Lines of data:
◇ ◇ ◇

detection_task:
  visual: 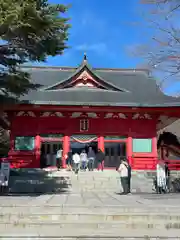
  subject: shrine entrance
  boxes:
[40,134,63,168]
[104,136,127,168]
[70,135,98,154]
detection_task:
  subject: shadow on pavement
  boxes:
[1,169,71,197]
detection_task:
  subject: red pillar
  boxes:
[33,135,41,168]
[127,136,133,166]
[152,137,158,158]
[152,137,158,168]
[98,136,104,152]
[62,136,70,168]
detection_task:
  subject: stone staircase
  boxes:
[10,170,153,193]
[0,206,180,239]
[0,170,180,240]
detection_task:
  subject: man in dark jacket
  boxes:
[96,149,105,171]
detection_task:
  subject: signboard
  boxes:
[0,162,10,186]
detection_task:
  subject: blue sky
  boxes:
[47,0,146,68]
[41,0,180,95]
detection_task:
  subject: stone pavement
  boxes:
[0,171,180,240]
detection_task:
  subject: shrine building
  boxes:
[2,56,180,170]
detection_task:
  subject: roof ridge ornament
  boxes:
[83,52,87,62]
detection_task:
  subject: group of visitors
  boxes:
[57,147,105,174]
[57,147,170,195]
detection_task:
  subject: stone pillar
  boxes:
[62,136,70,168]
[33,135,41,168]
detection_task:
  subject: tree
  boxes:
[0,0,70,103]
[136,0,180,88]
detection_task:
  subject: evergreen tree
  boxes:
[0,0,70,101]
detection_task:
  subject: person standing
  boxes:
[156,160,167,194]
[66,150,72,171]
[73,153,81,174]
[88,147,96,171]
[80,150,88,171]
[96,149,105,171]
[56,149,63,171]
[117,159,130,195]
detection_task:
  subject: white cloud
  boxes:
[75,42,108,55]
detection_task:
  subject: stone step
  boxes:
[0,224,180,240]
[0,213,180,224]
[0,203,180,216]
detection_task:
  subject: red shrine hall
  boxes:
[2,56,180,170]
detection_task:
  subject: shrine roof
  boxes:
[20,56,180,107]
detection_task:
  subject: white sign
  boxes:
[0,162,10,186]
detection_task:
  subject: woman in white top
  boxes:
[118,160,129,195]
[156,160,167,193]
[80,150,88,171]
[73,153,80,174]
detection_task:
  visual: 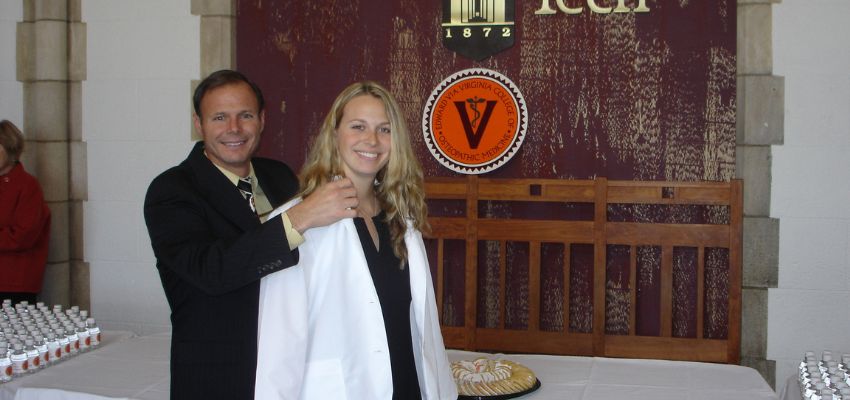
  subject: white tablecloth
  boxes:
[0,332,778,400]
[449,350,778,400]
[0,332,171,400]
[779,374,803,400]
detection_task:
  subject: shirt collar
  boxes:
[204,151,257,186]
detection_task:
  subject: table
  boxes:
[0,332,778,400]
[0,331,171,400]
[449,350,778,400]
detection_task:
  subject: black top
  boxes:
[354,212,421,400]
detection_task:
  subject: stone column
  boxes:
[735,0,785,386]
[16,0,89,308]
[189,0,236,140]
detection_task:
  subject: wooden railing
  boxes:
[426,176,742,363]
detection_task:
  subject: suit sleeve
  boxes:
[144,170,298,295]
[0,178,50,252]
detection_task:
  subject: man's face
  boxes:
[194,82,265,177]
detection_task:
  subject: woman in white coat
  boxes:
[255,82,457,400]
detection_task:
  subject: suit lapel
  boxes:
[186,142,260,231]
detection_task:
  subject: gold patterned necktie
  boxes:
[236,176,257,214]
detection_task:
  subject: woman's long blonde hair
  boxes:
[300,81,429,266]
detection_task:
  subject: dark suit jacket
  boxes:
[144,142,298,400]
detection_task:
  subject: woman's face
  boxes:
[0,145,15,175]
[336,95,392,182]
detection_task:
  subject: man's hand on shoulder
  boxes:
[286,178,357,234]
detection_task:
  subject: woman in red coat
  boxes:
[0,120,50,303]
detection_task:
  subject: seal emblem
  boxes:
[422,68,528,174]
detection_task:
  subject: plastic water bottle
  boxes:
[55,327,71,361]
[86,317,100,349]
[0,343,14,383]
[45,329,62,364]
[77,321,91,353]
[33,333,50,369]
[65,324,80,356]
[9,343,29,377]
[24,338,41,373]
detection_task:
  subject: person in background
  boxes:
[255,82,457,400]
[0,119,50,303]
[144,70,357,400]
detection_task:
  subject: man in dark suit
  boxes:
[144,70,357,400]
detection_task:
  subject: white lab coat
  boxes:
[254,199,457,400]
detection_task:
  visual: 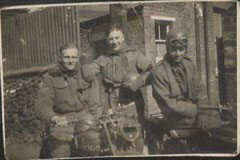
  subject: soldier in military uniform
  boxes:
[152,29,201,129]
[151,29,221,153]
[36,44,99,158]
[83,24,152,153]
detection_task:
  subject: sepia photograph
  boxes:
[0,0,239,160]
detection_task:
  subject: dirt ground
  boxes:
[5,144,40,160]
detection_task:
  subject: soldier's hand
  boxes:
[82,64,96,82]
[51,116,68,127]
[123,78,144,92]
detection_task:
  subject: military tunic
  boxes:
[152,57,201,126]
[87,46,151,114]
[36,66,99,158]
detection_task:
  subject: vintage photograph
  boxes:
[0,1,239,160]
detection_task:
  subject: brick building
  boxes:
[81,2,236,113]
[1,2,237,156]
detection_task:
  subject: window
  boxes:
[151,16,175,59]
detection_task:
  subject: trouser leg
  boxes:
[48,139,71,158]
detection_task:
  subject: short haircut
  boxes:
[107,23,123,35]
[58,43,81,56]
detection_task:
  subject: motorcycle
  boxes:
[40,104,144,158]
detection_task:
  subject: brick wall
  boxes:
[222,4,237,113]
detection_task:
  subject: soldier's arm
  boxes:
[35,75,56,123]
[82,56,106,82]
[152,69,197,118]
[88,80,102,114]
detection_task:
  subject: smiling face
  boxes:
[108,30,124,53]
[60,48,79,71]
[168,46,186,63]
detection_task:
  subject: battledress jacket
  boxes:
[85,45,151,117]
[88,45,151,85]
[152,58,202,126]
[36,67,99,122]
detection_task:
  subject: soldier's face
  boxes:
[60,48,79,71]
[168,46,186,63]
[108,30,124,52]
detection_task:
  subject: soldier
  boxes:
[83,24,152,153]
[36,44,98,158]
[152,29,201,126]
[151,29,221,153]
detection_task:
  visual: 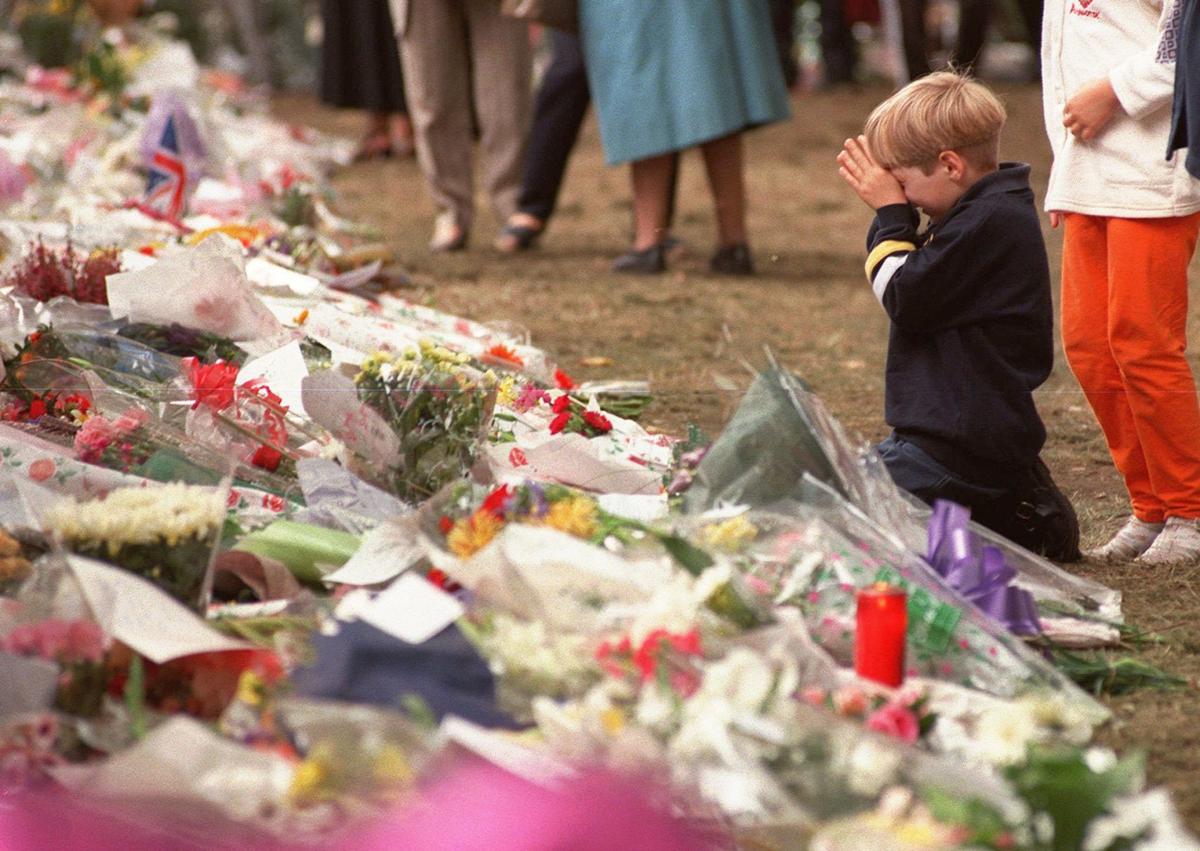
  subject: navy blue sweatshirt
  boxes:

◇ ◇ ◇

• **Problem requirements**: Rewrite all of the data above, swapping "subject" for "target" everywhere and keeping everything else the same. Omit the pictures from your answer.

• **The response**:
detection_task:
  visual: 
  target: shrine entrance
  boxes:
[40,134,63,168]
[104,136,127,168]
[70,135,98,154]
detection_task:
  target: shadow on pavement
  boxes:
[1,169,71,197]
detection_task:
  target: red pillar
  boxes:
[33,135,41,168]
[127,136,133,166]
[152,137,158,158]
[152,137,158,168]
[98,136,104,152]
[62,136,70,168]
detection_task:
  target: stone staircase
  boxes:
[10,170,153,193]
[0,206,180,239]
[0,170,180,240]
detection_task:
  target: man in dark jacket
  boxes:
[96,149,105,171]
detection_task:
  target: signboard
  boxes:
[0,162,10,186]
detection_task:
  target: blue sky
  boxes:
[47,0,146,68]
[41,0,180,95]
detection_task:
  target: stone pavement
  boxes:
[0,171,180,240]
detection_task:
  target: shrine building
  boxes:
[2,56,180,170]
detection_task:
  target: roof ridge ornament
  boxes:
[83,52,87,62]
detection_task:
  target: group of visitors
  boxes:
[57,147,105,174]
[57,147,170,195]
detection_task:
  target: stone pillar
  boxes:
[62,136,70,168]
[33,135,41,168]
detection_task:
  target: tree
  boxes:
[0,0,70,103]
[136,0,180,88]
detection_task:
  target: evergreen tree
  boxes:
[0,0,70,101]
detection_task:
  target: person standing
  boxes:
[156,160,167,194]
[66,150,72,171]
[73,153,81,174]
[88,147,96,171]
[80,150,88,171]
[96,149,105,171]
[56,149,63,171]
[117,159,130,195]
detection_task:
  target: white cloud
  boxes:
[75,42,108,55]
detection_task:
  target: stone step
  boxes:
[0,224,180,240]
[0,213,180,224]
[0,203,180,216]
detection_task:
  target: red shrine hall
  boxes:
[2,56,180,170]
detection_task:
  target: shrine roof
  boxes:
[20,56,180,107]
detection_task:
  target: white sign
  boxes:
[0,162,10,186]
detection_task:
  target: woman in white top
  boxes:
[118,160,129,195]
[156,160,167,193]
[80,150,88,171]
[73,153,80,174]
detection_task:
  visual: 
  target: white tablecloth
  boxes:
[0,332,778,400]
[449,350,778,400]
[0,332,171,400]
[779,374,803,400]
detection_task:
  target: shirt collar
  boxes:
[204,151,257,186]
detection_task:
  target: table
  boxes:
[0,332,778,400]
[0,331,171,400]
[449,350,778,400]
detection_task:
  target: black top
  boxes:
[354,212,421,400]
detection_task:
  target: stone column
  boxes:
[735,0,785,386]
[16,0,89,308]
[189,0,236,140]
detection_task:
  target: wooden railing
  boxes:
[426,176,742,363]
detection_task:
  target: suit sleeve
  boxes:
[144,170,298,295]
[0,178,50,252]
detection_task:
  target: man's face
  boxes:
[194,82,265,177]
detection_task:
  target: woman in white coat
  boxes:
[255,82,457,400]
detection_task:
  target: suit lapel
  boxes:
[186,142,260,231]
detection_task:
  target: gold patterned necktie
  boxes:
[236,176,257,214]
detection_task:
  target: woman's long blonde hair
  boxes:
[300,81,429,266]
detection_task:
  target: dark suit jacket
  boxes:
[144,142,298,400]
detection_task:
  target: woman's face
  boxes:
[0,145,15,175]
[336,95,392,182]
detection_task:
  target: man's hand on shoulder
  boxes:
[286,178,357,234]
detection_task:
  target: woman in red coat
  boxes:
[0,120,50,303]
detection_task:
  target: seal emblem
  boxes:
[422,68,528,174]
detection_task:
  target: plastic water bottle
  boxes:
[55,327,71,361]
[86,317,100,349]
[0,343,14,383]
[45,329,62,364]
[77,321,91,353]
[33,333,50,369]
[65,324,80,356]
[9,343,29,377]
[24,338,41,373]
detection_task:
  target: person in background
  boxes:
[255,82,457,400]
[0,119,50,303]
[144,70,357,400]
detection_task:
  target: man in dark suit
  boxes:
[144,70,357,400]
detection_task:
  target: white lab coat
  boxes:
[254,199,457,400]
detection_task:
  visual: 
  target: soldier in military uniform
  boxes:
[152,29,201,129]
[151,29,221,153]
[36,44,99,158]
[83,24,152,153]
detection_task:
  target: sepia photograph
  boxes:
[0,0,239,160]
detection_task:
  target: dirt ground
  boxes:
[5,144,40,160]
detection_task:
  target: soldier's hand
  boxes:
[82,64,96,82]
[51,116,68,127]
[123,78,144,92]
detection_task:
  target: military tunic
  boxes:
[152,57,201,126]
[87,46,151,114]
[36,66,99,158]
detection_task:
  target: vintage photograph
  boxes:
[0,1,239,160]
detection_task:
  target: brick building
  boxes:
[81,2,236,113]
[1,2,237,156]
detection_task:
  target: window
  boxes:
[151,16,175,59]
detection_task:
  target: trouser leg
  boxes:
[48,139,71,158]
detection_task:
  target: short haircut
  boxes:
[107,23,123,35]
[58,43,81,56]
detection_task:
  target: motorcycle
  boxes:
[40,104,144,158]
detection_task:
  target: brick wall
  boxes:
[222,4,237,113]
detection_task:
  target: soldier's arm
  boxes:
[35,75,56,123]
[82,56,106,82]
[152,69,197,118]
[88,80,102,114]
detection_task:
  target: smiling face
  boxes:
[108,30,124,53]
[60,48,79,71]
[168,46,186,63]
detection_task:
  target: battledress jacket
  boxes:
[85,45,151,117]
[88,45,151,85]
[152,58,202,126]
[36,67,99,122]
detection_task:
  target: soldier's face
  boxes:
[60,48,79,71]
[168,46,186,63]
[108,30,124,52]
detection_task:
  target: soldier
  boxes:
[83,24,152,153]
[36,44,98,158]
[152,29,201,126]
[151,29,221,153]
detection_task:
  visual: 
  target: navy blue sweatshirt
  boxes:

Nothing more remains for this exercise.